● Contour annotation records
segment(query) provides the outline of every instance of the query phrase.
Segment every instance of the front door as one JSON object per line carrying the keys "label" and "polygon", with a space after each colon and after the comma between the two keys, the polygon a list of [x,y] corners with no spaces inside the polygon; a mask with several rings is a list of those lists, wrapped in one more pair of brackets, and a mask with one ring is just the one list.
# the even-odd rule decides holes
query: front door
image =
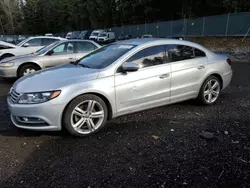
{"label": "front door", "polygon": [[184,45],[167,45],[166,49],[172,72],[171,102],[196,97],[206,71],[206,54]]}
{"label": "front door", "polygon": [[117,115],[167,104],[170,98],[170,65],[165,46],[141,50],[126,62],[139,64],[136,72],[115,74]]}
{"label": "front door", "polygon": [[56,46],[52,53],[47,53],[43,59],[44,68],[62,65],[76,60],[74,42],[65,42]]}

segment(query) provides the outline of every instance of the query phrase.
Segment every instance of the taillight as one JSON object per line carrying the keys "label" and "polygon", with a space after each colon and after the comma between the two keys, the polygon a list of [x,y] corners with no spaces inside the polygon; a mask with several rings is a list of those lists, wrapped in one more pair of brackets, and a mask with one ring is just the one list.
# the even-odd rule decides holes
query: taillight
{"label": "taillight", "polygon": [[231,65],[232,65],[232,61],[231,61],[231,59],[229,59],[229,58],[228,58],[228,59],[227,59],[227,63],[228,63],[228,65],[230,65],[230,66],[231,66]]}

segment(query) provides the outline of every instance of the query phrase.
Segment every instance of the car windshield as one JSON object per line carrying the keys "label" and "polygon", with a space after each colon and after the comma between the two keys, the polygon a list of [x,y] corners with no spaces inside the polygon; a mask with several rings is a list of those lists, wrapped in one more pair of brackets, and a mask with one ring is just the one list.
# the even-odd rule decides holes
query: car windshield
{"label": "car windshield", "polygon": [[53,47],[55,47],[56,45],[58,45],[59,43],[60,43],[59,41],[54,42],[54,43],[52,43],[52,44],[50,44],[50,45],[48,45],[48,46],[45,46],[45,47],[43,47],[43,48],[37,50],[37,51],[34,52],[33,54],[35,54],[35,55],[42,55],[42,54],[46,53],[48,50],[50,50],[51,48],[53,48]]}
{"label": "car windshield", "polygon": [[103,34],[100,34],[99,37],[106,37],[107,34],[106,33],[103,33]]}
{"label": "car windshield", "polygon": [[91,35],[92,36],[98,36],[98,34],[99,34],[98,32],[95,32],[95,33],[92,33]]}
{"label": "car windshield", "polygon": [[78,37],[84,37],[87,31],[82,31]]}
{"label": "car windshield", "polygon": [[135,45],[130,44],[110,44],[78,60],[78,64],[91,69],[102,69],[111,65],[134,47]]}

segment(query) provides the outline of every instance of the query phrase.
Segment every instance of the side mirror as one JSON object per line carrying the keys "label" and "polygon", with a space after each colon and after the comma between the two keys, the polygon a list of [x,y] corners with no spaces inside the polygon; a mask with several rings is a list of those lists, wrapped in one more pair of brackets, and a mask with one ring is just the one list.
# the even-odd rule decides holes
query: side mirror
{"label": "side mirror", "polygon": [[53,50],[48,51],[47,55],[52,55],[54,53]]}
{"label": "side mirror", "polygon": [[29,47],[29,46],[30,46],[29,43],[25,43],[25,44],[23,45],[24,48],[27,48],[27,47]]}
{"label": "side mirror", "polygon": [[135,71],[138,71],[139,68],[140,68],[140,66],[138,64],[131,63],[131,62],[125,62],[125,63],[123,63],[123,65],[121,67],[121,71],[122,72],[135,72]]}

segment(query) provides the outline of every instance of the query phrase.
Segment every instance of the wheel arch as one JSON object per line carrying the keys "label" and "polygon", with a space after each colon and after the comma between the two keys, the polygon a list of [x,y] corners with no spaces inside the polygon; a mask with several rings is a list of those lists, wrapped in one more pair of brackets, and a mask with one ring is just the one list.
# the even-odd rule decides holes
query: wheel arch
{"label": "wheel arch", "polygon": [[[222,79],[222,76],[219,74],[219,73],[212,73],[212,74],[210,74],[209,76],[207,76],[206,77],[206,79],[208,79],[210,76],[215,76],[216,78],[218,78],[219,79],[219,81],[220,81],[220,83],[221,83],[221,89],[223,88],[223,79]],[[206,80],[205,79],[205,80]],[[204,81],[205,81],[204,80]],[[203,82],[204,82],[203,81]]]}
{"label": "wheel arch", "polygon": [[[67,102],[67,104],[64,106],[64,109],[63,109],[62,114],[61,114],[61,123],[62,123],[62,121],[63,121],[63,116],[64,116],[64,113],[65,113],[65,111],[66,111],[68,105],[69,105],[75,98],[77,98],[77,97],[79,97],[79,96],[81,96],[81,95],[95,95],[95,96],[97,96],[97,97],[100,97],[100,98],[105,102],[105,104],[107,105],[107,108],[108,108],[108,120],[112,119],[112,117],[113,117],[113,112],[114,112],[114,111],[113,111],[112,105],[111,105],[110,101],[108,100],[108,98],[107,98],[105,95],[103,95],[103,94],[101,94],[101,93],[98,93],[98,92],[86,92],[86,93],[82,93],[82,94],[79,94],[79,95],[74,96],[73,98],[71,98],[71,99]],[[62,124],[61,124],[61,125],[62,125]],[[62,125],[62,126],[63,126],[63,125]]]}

● AIM
Copy out all the data exactly; skip the pictures.

● RESPONSE FOR THIS EXERCISE
segment(query) provides the outline of every instance of the query phrase.
Segment every instance of the front door as one JSON object per line carrying the keys "label" and "polygon", with a space after each colon and after the comma between the two keys, the polygon a list of [x,y] corners with no spaces inside the polygon; a mask with several rings is a list of those lists, wrapped in one more pair of brackets, and a mask with one ring is just the one list.
# the even-odd rule decides holes
query: front door
image =
{"label": "front door", "polygon": [[184,45],[167,45],[166,49],[172,72],[171,102],[196,97],[206,71],[206,54]]}
{"label": "front door", "polygon": [[117,115],[167,104],[170,98],[170,65],[165,46],[141,50],[126,62],[139,64],[136,72],[115,74]]}
{"label": "front door", "polygon": [[56,46],[52,53],[47,53],[43,59],[44,68],[62,65],[76,60],[74,42],[65,42]]}

segment(query) provides the outline of every instance of the query phrase.
Segment every instance of the taillight as one JSON object per line carrying the keys "label" and "polygon", with a space after each colon and after the comma between the two keys, the polygon a list of [x,y] corners with no spaces inside the polygon; a mask with several rings is a list of those lists, wrapped in one more pair of brackets, and a mask with one ring is just the one list.
# the even-odd rule decides holes
query: taillight
{"label": "taillight", "polygon": [[231,65],[232,65],[232,61],[231,61],[231,59],[229,59],[229,58],[228,58],[228,59],[227,59],[227,63],[228,63],[228,65],[230,65],[230,66],[231,66]]}

segment(query) provides the outline of every instance of the query phrase.
Segment every instance of the car windshield as one JSON object per line carrying the keys "label" and "polygon", with a space after each colon and after the comma between the two keys, the polygon a list of [x,y] corners with no spaces inside the polygon; a mask with several rings is a list of those lists, wrapped in one more pair of brackets, and a mask with one ring is just the one list.
# the even-odd rule decides holes
query: car windshield
{"label": "car windshield", "polygon": [[53,47],[55,47],[56,45],[58,45],[59,43],[60,43],[59,41],[54,42],[54,43],[52,43],[52,44],[50,44],[50,45],[48,45],[48,46],[45,46],[45,47],[43,47],[43,48],[37,50],[37,51],[34,52],[33,54],[35,54],[35,55],[42,55],[42,54],[46,53],[48,50],[50,50],[51,48],[53,48]]}
{"label": "car windshield", "polygon": [[103,34],[100,34],[99,37],[106,37],[107,34],[106,33],[103,33]]}
{"label": "car windshield", "polygon": [[91,35],[92,36],[98,36],[98,34],[99,34],[98,32],[95,32],[95,33],[92,33]]}
{"label": "car windshield", "polygon": [[78,37],[84,37],[87,31],[82,31]]}
{"label": "car windshield", "polygon": [[135,45],[130,44],[110,44],[78,60],[78,64],[91,69],[102,69],[111,65],[134,47]]}

segment(query) provides the outline of every instance of the query phrase.
Segment every instance of the side mirror as one JSON object per line carrying the keys "label" and "polygon", with a space after each colon and after the comma between the two keys, the polygon a list of [x,y] corners with no spaces inside the polygon; a mask with several rings is a list of those lists, wrapped in one more pair of brackets, and a mask with one ring is just the one list.
# the even-odd rule decides holes
query: side mirror
{"label": "side mirror", "polygon": [[53,50],[48,51],[47,55],[52,55],[54,53]]}
{"label": "side mirror", "polygon": [[29,47],[29,46],[30,46],[29,43],[25,43],[25,44],[23,45],[24,48],[27,48],[27,47]]}
{"label": "side mirror", "polygon": [[135,71],[138,71],[139,68],[140,68],[140,66],[138,64],[131,63],[131,62],[125,62],[125,63],[123,63],[123,65],[121,67],[121,71],[122,72],[135,72]]}

segment(query) provides the outline of every instance of the query phrase.
Segment every instance of the wheel arch as one JSON object per line carrying the keys "label" and "polygon", with a space after each colon and after the comma between the two keys, the polygon a list of [x,y] corners with no spaces inside the polygon; a mask with several rings is a list of those lists, wrapped in one more pair of brackets, and a mask with one ring is just the one list.
# the even-odd rule decides holes
query: wheel arch
{"label": "wheel arch", "polygon": [[[222,79],[222,76],[219,74],[219,73],[212,73],[212,74],[210,74],[209,76],[207,76],[206,77],[206,79],[208,79],[210,76],[215,76],[216,78],[218,78],[219,79],[219,81],[220,81],[220,83],[221,83],[221,89],[223,88],[223,79]],[[206,80],[205,79],[205,80]],[[204,81],[205,81],[204,80]],[[203,82],[204,82],[203,81]]]}
{"label": "wheel arch", "polygon": [[[67,102],[67,104],[64,106],[64,109],[63,109],[62,114],[61,114],[61,123],[62,123],[62,121],[63,121],[63,116],[64,116],[64,113],[65,113],[65,111],[66,111],[68,105],[69,105],[75,98],[77,98],[77,97],[79,97],[79,96],[81,96],[81,95],[95,95],[95,96],[97,96],[97,97],[100,97],[100,98],[105,102],[105,104],[107,105],[107,108],[108,108],[108,120],[112,119],[112,117],[113,117],[113,112],[114,112],[114,111],[113,111],[112,105],[111,105],[110,101],[108,100],[108,98],[107,98],[105,95],[103,95],[103,94],[101,94],[101,93],[98,93],[98,92],[86,92],[86,93],[82,93],[82,94],[79,94],[79,95],[74,96],[73,98],[71,98],[71,99]],[[62,124],[61,124],[61,125],[62,125]],[[62,125],[62,126],[63,126],[63,125]]]}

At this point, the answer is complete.